** START Supplied data **
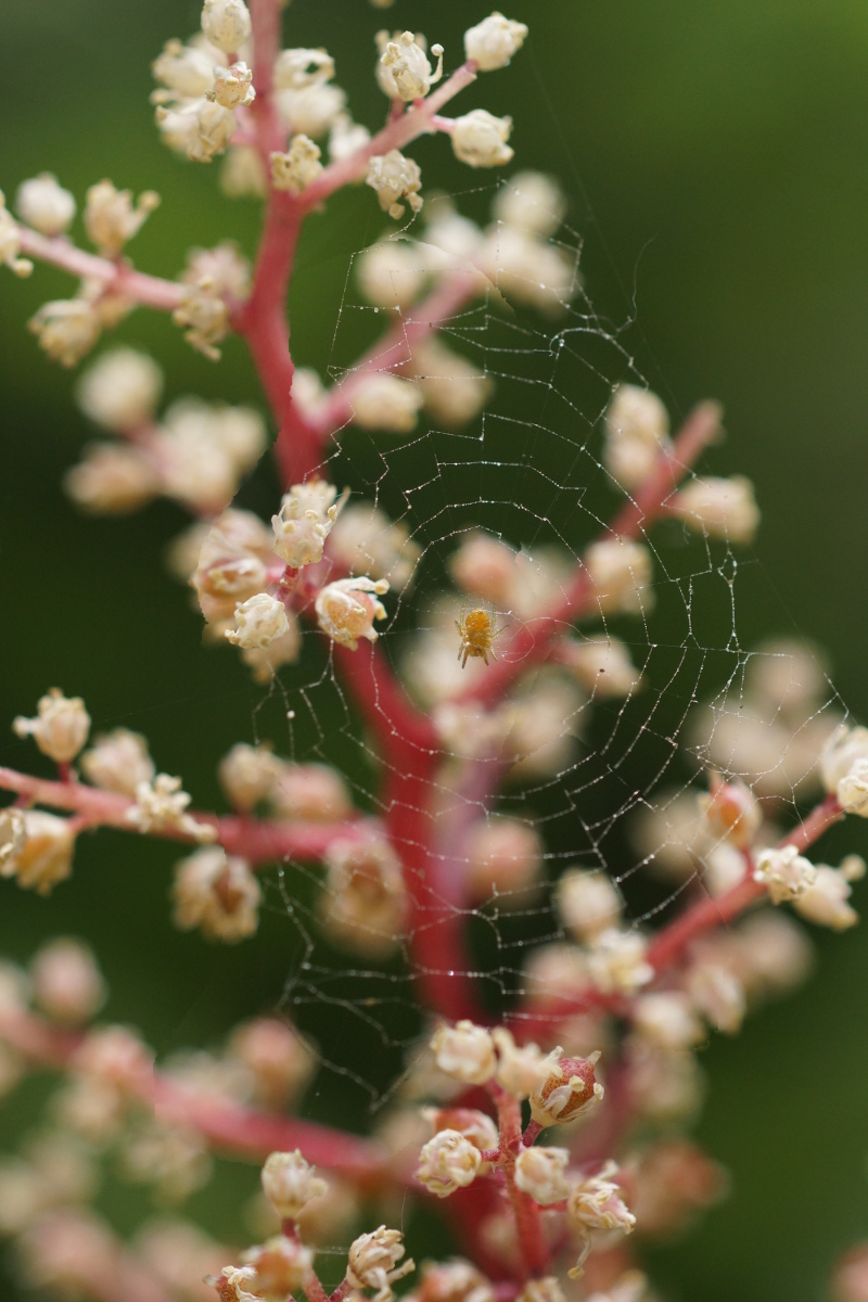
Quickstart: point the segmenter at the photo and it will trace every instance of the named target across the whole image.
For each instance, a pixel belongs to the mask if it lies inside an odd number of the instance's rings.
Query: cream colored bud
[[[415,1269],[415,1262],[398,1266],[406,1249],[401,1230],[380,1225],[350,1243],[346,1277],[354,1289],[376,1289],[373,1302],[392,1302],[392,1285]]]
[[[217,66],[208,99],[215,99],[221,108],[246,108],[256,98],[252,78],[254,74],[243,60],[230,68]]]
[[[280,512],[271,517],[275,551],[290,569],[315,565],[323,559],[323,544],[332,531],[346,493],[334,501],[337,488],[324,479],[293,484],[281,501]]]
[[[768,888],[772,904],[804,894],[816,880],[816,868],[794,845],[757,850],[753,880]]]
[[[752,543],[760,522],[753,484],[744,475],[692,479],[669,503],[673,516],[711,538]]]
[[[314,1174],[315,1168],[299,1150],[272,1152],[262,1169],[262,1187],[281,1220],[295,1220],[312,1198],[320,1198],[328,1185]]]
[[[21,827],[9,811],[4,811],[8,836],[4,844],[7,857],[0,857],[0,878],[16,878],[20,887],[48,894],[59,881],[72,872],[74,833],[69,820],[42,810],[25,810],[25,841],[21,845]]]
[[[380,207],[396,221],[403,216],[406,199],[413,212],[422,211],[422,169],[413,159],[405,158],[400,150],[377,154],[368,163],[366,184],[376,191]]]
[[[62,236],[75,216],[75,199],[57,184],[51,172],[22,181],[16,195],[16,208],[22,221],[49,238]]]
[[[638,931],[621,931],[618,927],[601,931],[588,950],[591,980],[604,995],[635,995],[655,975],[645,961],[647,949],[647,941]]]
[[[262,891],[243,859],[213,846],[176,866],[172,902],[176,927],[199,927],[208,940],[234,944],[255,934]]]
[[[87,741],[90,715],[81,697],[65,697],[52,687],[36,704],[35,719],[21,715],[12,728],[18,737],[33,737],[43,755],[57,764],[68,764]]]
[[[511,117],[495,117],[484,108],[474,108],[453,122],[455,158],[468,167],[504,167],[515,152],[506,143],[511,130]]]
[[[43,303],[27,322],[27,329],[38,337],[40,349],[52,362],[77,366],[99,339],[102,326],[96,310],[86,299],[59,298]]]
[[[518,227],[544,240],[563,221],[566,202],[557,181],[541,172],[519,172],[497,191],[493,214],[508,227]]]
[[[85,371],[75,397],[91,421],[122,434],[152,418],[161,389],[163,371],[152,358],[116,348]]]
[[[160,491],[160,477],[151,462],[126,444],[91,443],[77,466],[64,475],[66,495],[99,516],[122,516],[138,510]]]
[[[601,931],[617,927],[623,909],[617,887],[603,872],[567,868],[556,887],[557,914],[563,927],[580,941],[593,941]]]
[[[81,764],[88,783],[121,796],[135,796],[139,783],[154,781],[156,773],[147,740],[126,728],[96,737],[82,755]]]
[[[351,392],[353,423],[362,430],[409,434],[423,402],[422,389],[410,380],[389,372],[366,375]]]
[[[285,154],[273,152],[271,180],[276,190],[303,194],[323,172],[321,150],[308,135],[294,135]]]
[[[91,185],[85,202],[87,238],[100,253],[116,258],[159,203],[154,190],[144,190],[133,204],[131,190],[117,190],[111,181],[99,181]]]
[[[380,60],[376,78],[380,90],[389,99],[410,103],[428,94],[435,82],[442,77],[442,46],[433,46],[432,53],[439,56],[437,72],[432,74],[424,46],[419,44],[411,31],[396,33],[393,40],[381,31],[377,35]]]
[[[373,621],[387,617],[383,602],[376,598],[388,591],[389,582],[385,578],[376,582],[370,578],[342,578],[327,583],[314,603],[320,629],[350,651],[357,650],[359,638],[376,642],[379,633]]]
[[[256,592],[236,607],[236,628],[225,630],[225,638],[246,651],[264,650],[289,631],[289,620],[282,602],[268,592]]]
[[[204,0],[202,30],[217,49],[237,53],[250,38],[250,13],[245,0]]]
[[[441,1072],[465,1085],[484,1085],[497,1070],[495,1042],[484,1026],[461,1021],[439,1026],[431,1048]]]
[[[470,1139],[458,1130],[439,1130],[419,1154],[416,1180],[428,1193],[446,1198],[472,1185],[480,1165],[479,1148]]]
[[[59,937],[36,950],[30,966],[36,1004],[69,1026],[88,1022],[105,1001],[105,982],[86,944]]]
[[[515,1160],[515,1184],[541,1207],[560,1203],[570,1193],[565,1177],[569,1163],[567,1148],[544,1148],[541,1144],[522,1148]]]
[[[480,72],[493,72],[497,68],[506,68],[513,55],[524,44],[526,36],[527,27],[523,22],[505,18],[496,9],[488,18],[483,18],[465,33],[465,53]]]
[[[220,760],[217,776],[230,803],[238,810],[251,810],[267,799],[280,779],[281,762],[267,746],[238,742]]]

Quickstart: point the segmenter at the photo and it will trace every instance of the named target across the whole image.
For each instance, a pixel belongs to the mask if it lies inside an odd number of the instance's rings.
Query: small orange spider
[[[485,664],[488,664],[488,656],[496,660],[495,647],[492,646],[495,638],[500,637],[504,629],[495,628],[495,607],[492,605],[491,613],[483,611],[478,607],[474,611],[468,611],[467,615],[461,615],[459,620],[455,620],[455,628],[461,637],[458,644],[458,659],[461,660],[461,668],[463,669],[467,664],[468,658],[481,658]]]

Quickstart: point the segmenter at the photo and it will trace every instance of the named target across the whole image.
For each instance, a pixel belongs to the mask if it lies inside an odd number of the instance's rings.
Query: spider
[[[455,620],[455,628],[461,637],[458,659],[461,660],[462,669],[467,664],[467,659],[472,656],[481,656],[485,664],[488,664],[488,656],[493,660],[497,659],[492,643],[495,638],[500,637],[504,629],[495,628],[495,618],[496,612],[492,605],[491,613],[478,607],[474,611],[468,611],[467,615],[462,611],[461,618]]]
** END Supplied data **
(Task objective): Can you convert every row above into a JSON list of strings, one string per line, with blank lines and pictures left out?

(Full response):
[
  "Quickstart: point the segmenter at the photo and it will trace every instance of the named target across the whole image.",
  "For each instance, a pixel belongs to the mask if it lies inside an odd number of the instance's rings.",
  "Query: cream colored bud",
  "[[[415,1269],[415,1262],[398,1266],[406,1249],[401,1230],[380,1225],[350,1243],[346,1277],[354,1289],[376,1289],[373,1302],[392,1302],[392,1285]]]",
  "[[[217,66],[208,99],[215,99],[221,108],[246,108],[256,98],[252,78],[254,74],[243,60],[230,68]]]",
  "[[[280,512],[271,517],[275,551],[290,569],[315,565],[323,559],[323,544],[332,531],[346,493],[334,501],[337,488],[324,479],[293,484],[281,501]]]",
  "[[[768,888],[772,904],[804,894],[816,880],[816,868],[794,845],[757,850],[753,880]]]",
  "[[[752,543],[760,522],[753,484],[744,475],[692,479],[669,503],[673,516],[711,538]]]",
  "[[[314,1174],[315,1168],[299,1150],[272,1152],[262,1169],[262,1187],[281,1220],[295,1220],[312,1198],[320,1198],[328,1185]]]",
  "[[[21,827],[9,811],[4,811],[8,836],[4,844],[7,857],[0,857],[0,878],[16,878],[20,887],[48,894],[59,881],[72,872],[74,833],[69,820],[42,810],[25,810],[25,841],[21,845]]]",
  "[[[380,207],[396,221],[403,216],[406,199],[413,212],[422,211],[422,169],[413,159],[405,158],[400,150],[377,154],[368,163],[366,184],[376,191]]]",
  "[[[62,236],[75,216],[75,199],[57,184],[51,172],[22,181],[16,195],[16,208],[22,221],[49,238]]]",
  "[[[638,931],[621,931],[618,927],[601,931],[588,950],[591,980],[604,995],[635,995],[655,975],[645,961],[647,949],[647,941]]]",
  "[[[262,891],[243,859],[213,846],[176,866],[172,902],[176,927],[199,927],[208,940],[234,944],[255,934]]]",
  "[[[87,741],[90,715],[81,697],[65,697],[52,687],[36,704],[35,719],[21,715],[12,728],[18,737],[33,737],[43,755],[57,764],[68,764]]]",
  "[[[511,117],[495,117],[484,108],[474,108],[453,122],[455,158],[468,167],[504,167],[515,152],[506,143],[511,130]]]",
  "[[[43,303],[27,322],[27,329],[38,337],[40,349],[52,362],[77,366],[99,339],[102,326],[96,310],[86,299],[59,298]]]",
  "[[[518,227],[544,240],[563,221],[566,202],[557,181],[541,172],[519,172],[497,191],[493,214],[508,227]]]",
  "[[[85,371],[75,397],[91,421],[122,434],[152,418],[161,389],[163,371],[152,358],[116,348]]]",
  "[[[160,491],[160,477],[151,462],[126,444],[91,443],[77,466],[64,475],[66,495],[99,516],[122,516],[138,510]]]",
  "[[[601,931],[617,927],[623,909],[617,887],[603,872],[567,868],[556,887],[557,914],[563,927],[580,941],[593,941]]]",
  "[[[81,764],[88,783],[121,796],[135,796],[139,783],[154,781],[156,773],[147,740],[126,728],[96,737],[82,755]]]",
  "[[[351,392],[353,423],[362,430],[409,434],[423,402],[422,389],[410,380],[389,372],[366,375]]]",
  "[[[285,154],[273,152],[271,180],[276,190],[303,194],[323,172],[321,150],[308,135],[294,135]]]",
  "[[[91,185],[85,202],[87,238],[100,253],[116,258],[159,203],[154,190],[144,190],[133,204],[131,190],[117,190],[111,181],[99,181]]]",
  "[[[380,60],[376,78],[380,90],[389,99],[410,103],[428,94],[435,82],[442,77],[442,46],[433,46],[432,53],[439,56],[437,72],[432,74],[424,46],[419,44],[411,31],[396,33],[393,40],[381,31],[377,35]]]",
  "[[[373,621],[387,617],[383,602],[376,598],[388,591],[389,582],[385,578],[376,582],[370,578],[342,578],[327,583],[314,603],[320,629],[350,651],[357,650],[359,638],[376,642],[379,633]]]",
  "[[[256,592],[236,607],[236,628],[225,630],[225,638],[246,651],[264,650],[289,631],[289,620],[282,602],[268,592]]]",
  "[[[204,0],[202,30],[217,49],[237,53],[250,38],[250,13],[245,0]]]",
  "[[[441,1072],[465,1085],[484,1085],[497,1070],[495,1042],[484,1026],[461,1021],[439,1026],[431,1048]]]",
  "[[[470,1139],[458,1130],[439,1130],[419,1154],[416,1180],[428,1193],[446,1198],[472,1185],[480,1165],[479,1148]]]",
  "[[[59,937],[36,950],[30,966],[36,1004],[69,1026],[88,1022],[105,1001],[105,982],[86,944]]]",
  "[[[515,1160],[515,1184],[541,1207],[560,1203],[570,1193],[565,1177],[569,1163],[567,1148],[544,1148],[541,1144],[522,1148]]]",
  "[[[480,72],[493,72],[497,68],[506,68],[513,55],[524,44],[526,36],[527,27],[523,22],[505,18],[496,9],[488,18],[483,18],[465,33],[465,53]]]",
  "[[[220,760],[217,776],[230,803],[238,810],[251,810],[267,799],[280,779],[281,762],[267,746],[238,742]]]",
  "Quickstart: point the segmenter at the photo and it will trace every instance of the named target across the whole image.",
  "For each instance, a pixel belongs to the mask if it lies inside an odd number of the instance's rings.",
  "Query: small orange spider",
  "[[[485,664],[488,664],[488,656],[496,660],[495,647],[492,646],[495,638],[500,637],[504,629],[495,628],[495,607],[492,605],[491,613],[483,611],[478,607],[474,611],[468,611],[467,615],[461,615],[459,620],[455,620],[455,628],[461,637],[458,644],[458,659],[461,660],[461,668],[463,669],[467,664],[468,658],[481,658]]]",
  "Quickstart: point the segmenter at the photo and it will trace every instance of the named target across the whole image.",
  "For each instance, a pixel belongs to the mask if it lies inside an odd number of the instance's rings.",
  "Query: spider",
  "[[[455,620],[455,628],[461,637],[458,659],[461,660],[462,669],[467,664],[467,659],[472,656],[481,656],[485,664],[488,664],[488,656],[493,660],[497,659],[492,643],[495,638],[500,637],[504,629],[495,628],[495,618],[496,612],[492,605],[491,613],[478,607],[474,611],[468,611],[467,615],[462,611],[461,618]]]"
]